**Trecho do texto**

—————

Em um ritual druídico geralmente é o vate quem consulta o oráculo após a oferenda ser feita para saber se os ancestrais a receberam e se atenderão aos pedidos. Obviamente que em um grupo com número pequeno de membros ou na carência de um vate, aquela pessoa que estiver seguindo o caminho do druida pode realizar a consulta ao oráculo. Mas o estudo de oráculos não é restrito apenas ao caminho do vate. Todos os outros caminhos (bardo, devoto, artesão, guerreiro...) podem estudar e se dedicar a um oráculo, basta ter disposição e vontade.

Consultar e interpretar oráculos são as habilidades do vate, juntamente com a realização de cura pelas plantas e pelas medicinas tradicionais (ou seja, ligadas às tradições da Terra). O vate aprende que o verdadeiro oráculo não está fora dele, mas está dentro. Com desenvolvimento e sabedoria ele se torna o oráculo. Tarot, Ogham, Runas, Scrying com o fogo, a água ou outros elementos, ou interpretações/visões por meio do voo dos pássaros, das nuvens ou do som do vento, são tipos de oráculos que ajudam o vate a desenvolver seus dons, embora este irá se especializar ou sentir afinidade com um ou dois tipos de oráculos.

Há mais ou menos um mês atrás conversei com dois amigos do “Vozes do Bosque Sagrado”, de Brasília, o bardo Malhado e a vate Cecília, que me disseram algo muito interessante sobre as cores-símbolos desses caminhos em sua Ordem, e que para mim fez muito sentido.
O bardo é representado pela cor vermelha, pois é a cor do sangue que flui em nossas veias e refere-se à ancestralidade, à história de nossa família (de sangue e espírito). Também é a cor do fogo da inspiração, que arde na mente e ilumina a tudo e a todos que ouvem o bardo, ou do fogo que queima e fere àqueles que são indignos e alvos de uma sátira. Curiosamente, antes de eu saber que a cor vermelha era associada ao bardo, segundo essa concepção, eu costumava guardar minha pequena harpa enrolada em um pano vermelho e dourado...

—————

**Itens listados**
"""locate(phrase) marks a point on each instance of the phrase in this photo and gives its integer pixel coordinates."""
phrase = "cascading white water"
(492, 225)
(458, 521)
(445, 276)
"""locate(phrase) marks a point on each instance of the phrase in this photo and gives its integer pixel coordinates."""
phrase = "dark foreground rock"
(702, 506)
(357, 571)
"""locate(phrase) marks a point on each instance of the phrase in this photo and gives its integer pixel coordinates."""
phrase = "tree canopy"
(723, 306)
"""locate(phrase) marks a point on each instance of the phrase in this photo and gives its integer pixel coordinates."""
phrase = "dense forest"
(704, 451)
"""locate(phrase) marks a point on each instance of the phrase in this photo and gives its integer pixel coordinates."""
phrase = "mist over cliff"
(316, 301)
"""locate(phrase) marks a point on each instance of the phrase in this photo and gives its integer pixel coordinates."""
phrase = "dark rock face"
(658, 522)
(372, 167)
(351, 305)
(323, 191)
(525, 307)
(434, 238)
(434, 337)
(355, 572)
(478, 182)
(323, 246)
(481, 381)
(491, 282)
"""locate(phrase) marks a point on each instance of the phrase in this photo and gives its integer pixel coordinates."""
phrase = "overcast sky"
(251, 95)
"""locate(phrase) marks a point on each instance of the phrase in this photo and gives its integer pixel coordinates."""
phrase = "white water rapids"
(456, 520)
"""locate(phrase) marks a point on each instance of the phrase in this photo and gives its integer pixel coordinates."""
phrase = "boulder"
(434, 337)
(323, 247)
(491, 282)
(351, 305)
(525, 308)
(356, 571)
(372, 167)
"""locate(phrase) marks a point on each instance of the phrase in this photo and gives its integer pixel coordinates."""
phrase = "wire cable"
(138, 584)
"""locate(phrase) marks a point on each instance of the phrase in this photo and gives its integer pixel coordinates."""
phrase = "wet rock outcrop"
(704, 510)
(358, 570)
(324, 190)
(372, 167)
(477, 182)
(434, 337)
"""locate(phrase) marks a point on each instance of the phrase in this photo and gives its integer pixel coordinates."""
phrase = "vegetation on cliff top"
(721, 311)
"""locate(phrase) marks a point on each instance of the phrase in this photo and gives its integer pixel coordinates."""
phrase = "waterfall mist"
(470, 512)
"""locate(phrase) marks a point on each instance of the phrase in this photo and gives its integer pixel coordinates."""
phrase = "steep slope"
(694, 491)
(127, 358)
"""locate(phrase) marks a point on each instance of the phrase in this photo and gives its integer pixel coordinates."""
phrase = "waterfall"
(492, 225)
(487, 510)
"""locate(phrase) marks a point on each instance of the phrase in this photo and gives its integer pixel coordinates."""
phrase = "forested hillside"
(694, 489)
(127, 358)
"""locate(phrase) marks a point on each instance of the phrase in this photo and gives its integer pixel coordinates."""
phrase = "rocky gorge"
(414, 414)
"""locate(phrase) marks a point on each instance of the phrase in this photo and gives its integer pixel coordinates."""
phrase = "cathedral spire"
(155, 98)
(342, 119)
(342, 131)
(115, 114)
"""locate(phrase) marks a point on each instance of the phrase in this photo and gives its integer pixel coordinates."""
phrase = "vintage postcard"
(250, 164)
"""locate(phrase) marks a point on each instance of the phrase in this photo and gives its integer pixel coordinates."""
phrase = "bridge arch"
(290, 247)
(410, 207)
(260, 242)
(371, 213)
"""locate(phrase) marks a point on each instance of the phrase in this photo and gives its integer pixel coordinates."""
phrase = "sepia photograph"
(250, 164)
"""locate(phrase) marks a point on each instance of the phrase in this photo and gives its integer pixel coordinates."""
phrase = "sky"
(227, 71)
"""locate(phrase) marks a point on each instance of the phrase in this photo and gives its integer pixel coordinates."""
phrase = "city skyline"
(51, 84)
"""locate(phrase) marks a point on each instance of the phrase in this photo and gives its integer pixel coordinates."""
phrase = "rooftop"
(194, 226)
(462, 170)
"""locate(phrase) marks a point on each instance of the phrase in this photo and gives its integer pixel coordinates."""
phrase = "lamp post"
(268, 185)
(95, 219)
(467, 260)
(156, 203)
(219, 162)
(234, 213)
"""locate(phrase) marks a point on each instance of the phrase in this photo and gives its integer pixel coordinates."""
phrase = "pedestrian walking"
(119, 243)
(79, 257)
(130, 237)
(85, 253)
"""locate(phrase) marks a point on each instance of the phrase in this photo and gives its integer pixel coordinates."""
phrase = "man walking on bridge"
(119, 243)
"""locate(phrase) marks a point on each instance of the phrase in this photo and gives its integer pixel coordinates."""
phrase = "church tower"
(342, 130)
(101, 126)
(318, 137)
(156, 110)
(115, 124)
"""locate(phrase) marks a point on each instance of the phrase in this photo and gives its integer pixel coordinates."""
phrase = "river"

—————

**Instruções do exercício**
Prossiga com o trecho sobre os caminhos do vate e do bardo no druidismo, começando logo após a última frase. Os itens não têm relação com o trecho sobre os caminhos do vate e do bardo no druidismo.

**Resposta da tarefa**
O vate é representado pela cor verde, referindo-se às plantas, às árvores, à cura e à natureza. Mas vejo também que a cor azul pode ser relacionada a esse caminho, pois o azul é a cor do mar e das águas, que limpam, curam, purificam e são portais para o Outro Mundo. Verde, azul ou então uma cor que seja um misto entre essas cores; um verde-azulado ou azul-esverdeado.


O druida é representado pela cor branca, que reúne em si todas as cores, pois o druida é o mais antigo na tradição ou no clã e acumulou grande conhecimento, e também porque ele apresenta várias funções em uma só, é “juiz”, teólogo, sábio, místico, profeta, poeta, mestre/professor.

Cada caminho tem uma ou mais divindades patronas[3]. No caminho do vate são Ogma, Dian Cecht, Airmid, Cerridwen. Há outras, provavelmente, que também podem ser consideradas patronas desse caminho e aí, além do que nos diz a mitologia, depende também da vivência e afinidade de cada pessoa com as divindades.

Abaixo segue um belo e inspirado texto, que apesar de não ter origem na cultura celta, para mim, fala muito sobre o caminho do vate.

“Caminho do Leste; avô, sol dourado
Na luz amarela que afasta meu medo
Me lança num voo que cura a ferida
Espírito livre, morada da águia

Me esqueço da dor no caminho do Sul
Espelho quebrado reflete a criança
De corpo tão leve, vestido em vermelho
Destrói essa máscara no olho do lobo

Caverna profunda, meu negro mergulho
Janela suspensa virada pro Oeste
Avó; densa água, clareia bem dentro
A ursa é que guia meu tempo amanhã

Silêncio do Norte, minha reza anciã
É a prata-azulada da chama do fogo
Derrama o saber nesse cântaro fundo
Que um búfalo guarda até eu partir...

São quatro caminhos, a roda não para
O fogo do canto, na terra o tambor
Madeiras de água, no ar um chocalho
Na música eu falo com meu Criador...”

(Quatro Cântaros, por Fernanda de Paula)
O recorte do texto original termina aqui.